* Activity
What you return must match the records character for character.

▼

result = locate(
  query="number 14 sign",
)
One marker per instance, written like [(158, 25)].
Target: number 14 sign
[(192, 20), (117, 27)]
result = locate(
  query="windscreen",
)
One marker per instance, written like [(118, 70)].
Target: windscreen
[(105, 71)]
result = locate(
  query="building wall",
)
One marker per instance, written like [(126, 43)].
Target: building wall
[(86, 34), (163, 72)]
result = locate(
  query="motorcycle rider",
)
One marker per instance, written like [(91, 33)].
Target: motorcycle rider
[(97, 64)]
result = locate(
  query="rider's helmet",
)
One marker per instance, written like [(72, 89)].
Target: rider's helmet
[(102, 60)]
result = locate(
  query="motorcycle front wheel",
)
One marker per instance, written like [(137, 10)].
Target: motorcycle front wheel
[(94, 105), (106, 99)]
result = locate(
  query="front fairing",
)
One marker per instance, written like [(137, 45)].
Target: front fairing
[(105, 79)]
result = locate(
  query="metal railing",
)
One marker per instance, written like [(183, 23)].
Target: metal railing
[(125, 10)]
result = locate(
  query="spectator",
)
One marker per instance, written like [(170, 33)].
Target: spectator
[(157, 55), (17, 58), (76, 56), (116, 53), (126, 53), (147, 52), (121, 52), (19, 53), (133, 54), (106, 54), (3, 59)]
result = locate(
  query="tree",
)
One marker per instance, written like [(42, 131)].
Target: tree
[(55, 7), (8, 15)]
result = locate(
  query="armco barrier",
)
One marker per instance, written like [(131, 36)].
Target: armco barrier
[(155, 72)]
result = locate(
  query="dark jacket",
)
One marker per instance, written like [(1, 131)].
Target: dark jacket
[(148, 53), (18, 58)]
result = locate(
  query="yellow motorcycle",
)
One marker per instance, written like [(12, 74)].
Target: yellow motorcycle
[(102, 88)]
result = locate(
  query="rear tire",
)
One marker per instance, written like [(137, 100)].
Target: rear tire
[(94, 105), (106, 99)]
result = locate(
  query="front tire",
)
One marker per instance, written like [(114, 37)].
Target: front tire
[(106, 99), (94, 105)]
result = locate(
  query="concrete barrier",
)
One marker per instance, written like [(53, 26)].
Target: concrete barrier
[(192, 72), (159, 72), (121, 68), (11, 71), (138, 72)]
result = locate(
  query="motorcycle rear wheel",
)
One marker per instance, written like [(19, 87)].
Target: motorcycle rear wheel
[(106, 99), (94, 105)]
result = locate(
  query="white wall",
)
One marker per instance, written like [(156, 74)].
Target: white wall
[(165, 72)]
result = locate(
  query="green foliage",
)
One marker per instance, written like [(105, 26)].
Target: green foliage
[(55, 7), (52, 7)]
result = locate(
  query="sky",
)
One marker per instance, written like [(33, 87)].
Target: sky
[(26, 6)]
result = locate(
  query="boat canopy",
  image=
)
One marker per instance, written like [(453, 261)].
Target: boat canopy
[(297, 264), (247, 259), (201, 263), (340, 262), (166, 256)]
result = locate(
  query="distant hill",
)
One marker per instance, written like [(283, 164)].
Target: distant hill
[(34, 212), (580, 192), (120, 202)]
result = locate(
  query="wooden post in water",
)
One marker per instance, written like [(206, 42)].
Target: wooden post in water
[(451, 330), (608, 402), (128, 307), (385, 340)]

▲

* Output
result = locate(
  query="number 14 sign",
)
One marker per instance, written like [(158, 25)].
Target: number 14 sign
[(192, 20), (117, 27)]
result = locate(
  query="windscreen",
)
One marker per instance, written like [(118, 70)].
Target: windscreen
[(105, 71)]
result = locate(
  query="building wall",
)
One marker per instance, written like [(126, 43)].
Target: building wall
[(86, 34), (163, 72)]
result = locate(
  query="motorcycle rider",
)
One marker per instance, written like [(91, 33)].
Target: motorcycle rider
[(97, 64)]
result = locate(
  query="rider's helmet",
)
One marker per instance, written like [(72, 89)].
Target: rider's helmet
[(102, 60)]
result = locate(
  query="motorcycle front wheel",
)
One marker per instance, written like [(137, 10)].
Target: motorcycle front wheel
[(94, 105), (106, 99)]
result = locate(
  query="front fairing",
)
One marker per instance, written like [(137, 45)].
Target: front fairing
[(105, 79)]
result = locate(
  query="metal railing",
)
One marker per instance, written like [(183, 23)].
Target: metal railing
[(125, 10)]
result = locate(
  query="spectator",
)
One marker per instance, written like [(170, 33)].
Target: spectator
[(157, 55), (17, 58), (76, 56), (116, 53), (126, 53), (147, 52), (121, 52), (19, 53), (133, 54), (106, 54), (3, 59)]
result = locate(
  query="tree",
)
One marker per instance, written like [(42, 131)].
Target: tree
[(55, 7), (8, 15)]
result = locate(
  query="armco barrier",
)
One marker per instance, written like [(131, 36)].
Target: armco barrier
[(155, 72)]
result = locate(
  query="dark jacket",
)
One marker per instance, written like [(1, 131)].
Target: dark jacket
[(148, 53), (18, 58)]
result = locate(
  query="yellow motorcycle",
)
One marker per instance, written like [(12, 74)].
Target: yellow motorcycle
[(102, 88)]
result = locate(
  query="rear tire",
)
One marker per instance, written like [(137, 100)].
Target: rear tire
[(94, 105), (106, 99)]
result = locate(
  query="front tire",
)
One marker per instance, written like [(114, 37)].
Target: front tire
[(106, 99), (94, 105)]
result = locate(
  query="concrete barrier",
)
One marker per instance, written like [(53, 26)].
Target: concrete barrier
[(192, 72), (159, 72), (121, 68), (11, 71), (138, 72)]
result = locate(
  query="motorcycle rear wheel",
)
One marker per instance, written like [(19, 87)].
Target: motorcycle rear wheel
[(106, 99), (94, 105)]
result = locate(
  query="white wall",
)
One marker per instance, written like [(156, 74)].
Target: white wall
[(165, 72)]
result = locate(
  query="green foliage",
)
One marker per instance, written like [(105, 26)].
Target: green foliage
[(55, 7), (52, 7)]
result = locate(
  query="sky",
)
One marker per instance, written like [(33, 87)].
Target: sky
[(26, 6)]
result = locate(
  query="boat canopy",
  image=
)
One marker per instance, written like [(453, 261)].
Target: boat canopy
[(297, 264), (247, 259), (201, 263), (340, 262), (166, 256)]
result = locate(
  query="distant hill",
)
One marker per instance, written like [(283, 164)].
Target: distant hill
[(34, 212), (580, 192), (120, 202)]
result = locate(
  query="wooden post in water",
)
One marker per instance, written like [(206, 42)].
Target: wooden post in water
[(451, 330), (608, 402), (128, 307), (385, 340)]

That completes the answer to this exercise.